— Task objective —
Copy every record that appears below, exactly as it stands.

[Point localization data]
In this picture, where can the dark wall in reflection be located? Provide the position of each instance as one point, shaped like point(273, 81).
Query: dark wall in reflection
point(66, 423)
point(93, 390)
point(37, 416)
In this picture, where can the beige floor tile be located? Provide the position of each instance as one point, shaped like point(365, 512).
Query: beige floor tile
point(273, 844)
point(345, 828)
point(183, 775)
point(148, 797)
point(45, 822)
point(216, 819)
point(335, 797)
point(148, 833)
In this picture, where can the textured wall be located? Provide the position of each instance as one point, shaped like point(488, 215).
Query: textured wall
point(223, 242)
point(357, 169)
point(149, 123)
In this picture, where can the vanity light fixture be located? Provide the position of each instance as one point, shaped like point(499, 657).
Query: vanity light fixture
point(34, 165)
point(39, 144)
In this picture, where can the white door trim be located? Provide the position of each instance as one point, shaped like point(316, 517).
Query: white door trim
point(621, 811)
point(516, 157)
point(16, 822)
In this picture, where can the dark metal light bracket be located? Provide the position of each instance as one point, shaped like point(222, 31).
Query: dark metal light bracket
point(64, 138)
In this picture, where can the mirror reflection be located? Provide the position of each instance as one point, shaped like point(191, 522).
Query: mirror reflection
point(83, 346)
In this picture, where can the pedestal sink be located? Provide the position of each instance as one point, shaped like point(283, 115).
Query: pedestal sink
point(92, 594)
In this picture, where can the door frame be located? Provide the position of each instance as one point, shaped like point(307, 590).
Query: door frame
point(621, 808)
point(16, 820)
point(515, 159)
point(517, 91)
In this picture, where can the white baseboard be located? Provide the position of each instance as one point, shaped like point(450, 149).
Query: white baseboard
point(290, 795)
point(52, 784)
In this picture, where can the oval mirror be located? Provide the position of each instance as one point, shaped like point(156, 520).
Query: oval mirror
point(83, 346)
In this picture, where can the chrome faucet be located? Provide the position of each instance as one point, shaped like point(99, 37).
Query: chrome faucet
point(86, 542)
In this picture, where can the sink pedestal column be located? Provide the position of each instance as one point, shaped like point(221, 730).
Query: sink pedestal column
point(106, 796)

— Expected output —
In this picture, where can the dark wall in reflection be located? Provide the position of each instance as one point, shaped like point(273, 81).
Query: dark wall in reflection
point(66, 423)
point(93, 390)
point(37, 416)
In this picture, where can the beige floor tile be located? Provide the position of each instance as one point, shaped like point(365, 512).
Query: beige floor tile
point(273, 844)
point(345, 828)
point(183, 775)
point(148, 797)
point(45, 822)
point(216, 819)
point(335, 797)
point(148, 833)
In this picture, where can the textured wall be located? Provide the position of each instance as one point, shaped like point(488, 215).
Query: textured wall
point(223, 242)
point(357, 169)
point(149, 123)
In this picture, where can the vanity light fixture be located? Provide the position of each instance as one point, shaped like point(499, 657).
Query: vanity light fixture
point(34, 165)
point(39, 144)
In this picture, where can the white door trim be located? Provide the position of each instance as one point, shaped like point(316, 517).
Query: white door trim
point(621, 811)
point(516, 157)
point(16, 822)
In this picture, where can the dark metal light bracket be located? Provide the position of each instance as one point, shaped like point(222, 31).
Query: dark metal light bracket
point(64, 138)
In this picture, where can the mirror reflection be located? Provide the position of each instance as one point, shaped like point(191, 522).
Query: mirror reflection
point(83, 346)
In this picture, where can the pedestal sink be located? Provide the position of each instance as one point, shaped like point(283, 115).
Query: pedestal sink
point(92, 594)
In this picture, where can the door frame be located? Provide the position of each instance as one point, shaped like point(307, 590).
Query: door frame
point(621, 808)
point(16, 820)
point(515, 159)
point(517, 91)
In this picture, where can the white baseboard be located? Provide the position of each instance as one point, shaped like point(450, 149).
Query: white baseboard
point(290, 795)
point(52, 784)
In this picture, where can the oval mirror be located? Provide the position of each instance as one point, shaped like point(156, 520).
Query: oval mirror
point(83, 346)
In this picture, where can the chrome faucet be located? Provide the position of each instance as one point, shaped like point(99, 37).
Query: chrome faucet
point(86, 542)
In this picture, where can the sink pedestal column be located? Provide the position of each instance as one point, shaped like point(221, 730).
Query: sink pedestal column
point(106, 796)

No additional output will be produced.